**SELECTED PASSAGE**
^^^^^^^^

Supreme Court Delivers a Blow to Health Care Cost Transparency

Health, Governance Civil Justice

When shopping for cars or computers, it’s relatively easy to compare prices across makes and models. It’s much harder to do the same thing for health care costs. A recent Supreme Court decision threatens to make it even more difficult.

Vermont and more than a dozen other states want to create databases that include information about what all insurers or health programs pay to any providers in the state. That would make health care prices more transparent. In Gobeille v. Liberty Mutual, the Court threw a wrench into Vermont’s plan for such a database. Its decision lets some employers opt out.

“Letting some companies shroud their health care payments matters to folk like us, who study health care markets... And ethically it is the right thing to do — people should know the price of what they’re buying.”

The databases in question are known as all-payer claims databases (APCDs). They collect information about all health care payments within a state. As we have learned in our examinations of health care markets, these databases provide essential insight into something that has long been shrouded in secrecy — what private health insurers pay for health care.

The Supreme Court case centered on an interpretation of the Employee Retirement Income Security Act (ERISA). Enacted in 1974, it was designed to help minimize the administrative burden for companies offering health insurance. It also protects self-insured firms — those that directly finance health care coverage rather than outsourcing it to an insurer — from state regulations. Liberty Mutual Insurance Company, which didn’t want its data included in Vermont’s database, claimed that ERISA prevents states from forcing self-insured companies to turn over their health care payment data.

Because 60 percent of workers are covered by self-insured plans, excluding data from self-insured companies would shoot a huge hole in APCDs and the price transparency they promote.

The Court went ahead and shot that hole. The ruling jeopardizes similar efforts in other states.

Letting some companies shroud their health care payments matters to folk like us, who study health care markets and who believe that transparency can only improve their efficiency. And ethically it is the right thing to do — people should know the price of what they’re buying. But it matters even more to the millions of Americans enrolled in high-deductible insurance plans that demand greater out-of-pocket contributions.

An important resource for them would be cost estimators that use real pricing data from the private sector. That would let them shop for care they’ll have to fund out of pocket. All-payer claims databases offer a means by which third-party intermediaries like web and app developers could create tools to help patients assess the real cost of their care and make better decisions about it.

^^^^^^^^

**EXERCISE REQUIREMENTS**
Reproduce the part of the text on the Supreme Court ruling and health care cost transparency starting with "Supreme Court Delivers" and going on through "employers opt out.". The listing that comes next is separate material, unconnected to the Supreme Court ruling on health care cost transparency.

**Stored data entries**
^^^^^^^^

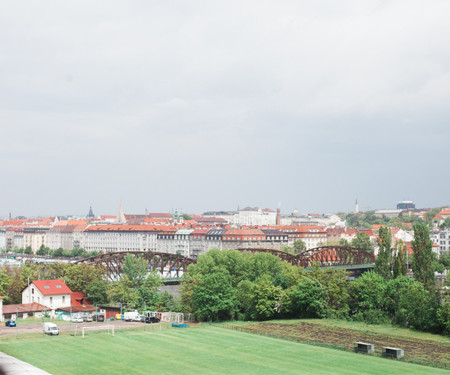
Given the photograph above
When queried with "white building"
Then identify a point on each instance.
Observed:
(35, 237)
(181, 242)
(113, 238)
(51, 293)
(441, 238)
(246, 216)
(2, 238)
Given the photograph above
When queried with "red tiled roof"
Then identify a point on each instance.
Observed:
(122, 228)
(78, 299)
(24, 308)
(51, 287)
(77, 308)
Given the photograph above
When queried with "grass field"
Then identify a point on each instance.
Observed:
(195, 350)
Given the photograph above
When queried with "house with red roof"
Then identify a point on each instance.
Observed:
(440, 217)
(23, 311)
(51, 293)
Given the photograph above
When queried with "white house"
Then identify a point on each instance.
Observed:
(51, 293)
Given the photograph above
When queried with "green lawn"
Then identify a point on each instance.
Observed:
(195, 350)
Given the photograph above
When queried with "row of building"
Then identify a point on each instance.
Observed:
(166, 233)
(173, 239)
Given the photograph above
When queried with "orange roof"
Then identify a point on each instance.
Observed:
(122, 228)
(244, 232)
(51, 287)
(24, 308)
(15, 223)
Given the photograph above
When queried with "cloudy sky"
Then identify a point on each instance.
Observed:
(207, 105)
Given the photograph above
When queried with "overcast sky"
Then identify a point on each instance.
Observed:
(207, 105)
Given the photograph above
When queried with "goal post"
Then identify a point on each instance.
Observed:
(109, 328)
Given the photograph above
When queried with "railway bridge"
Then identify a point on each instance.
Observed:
(173, 266)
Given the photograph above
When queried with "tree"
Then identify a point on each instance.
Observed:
(136, 269)
(58, 252)
(367, 293)
(263, 298)
(362, 241)
(383, 260)
(417, 308)
(78, 252)
(213, 297)
(123, 292)
(422, 265)
(78, 276)
(299, 246)
(445, 259)
(43, 250)
(309, 299)
(97, 292)
(4, 281)
(336, 285)
(445, 224)
(399, 267)
(148, 291)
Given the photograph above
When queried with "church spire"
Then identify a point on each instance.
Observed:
(90, 214)
(121, 217)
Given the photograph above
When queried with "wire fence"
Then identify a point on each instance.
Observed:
(419, 361)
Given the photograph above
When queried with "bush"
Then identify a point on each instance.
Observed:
(309, 299)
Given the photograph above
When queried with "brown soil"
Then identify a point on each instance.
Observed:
(414, 349)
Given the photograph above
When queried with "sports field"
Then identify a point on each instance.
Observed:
(194, 350)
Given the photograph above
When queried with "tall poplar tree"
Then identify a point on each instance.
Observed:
(383, 260)
(399, 268)
(423, 256)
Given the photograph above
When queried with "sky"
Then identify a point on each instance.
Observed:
(211, 105)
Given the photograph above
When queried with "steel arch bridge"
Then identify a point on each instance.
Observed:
(172, 266)
(168, 265)
(325, 256)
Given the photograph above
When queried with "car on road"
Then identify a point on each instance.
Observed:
(150, 319)
(97, 317)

^^^^^^^^

**RESPONSE**
Supreme Court Delivers a Blow to Health Care Cost Transparency

Health, Governance Civil Justice

When shopping for cars or computers, it’s relatively easy to compare prices across makes and models. It’s much harder to do the same thing for health care costs. A recent Supreme Court decision threatens to make it even more difficult.

Vermont and more than a dozen other states want to create databases that include information about what all insurers or health programs pay to any providers in the state. That would make health care prices more transparent. In Gobeille v. Liberty Mutual, the Court threw a wrench into Vermont’s plan for such a database. Its decision lets some employers opt out.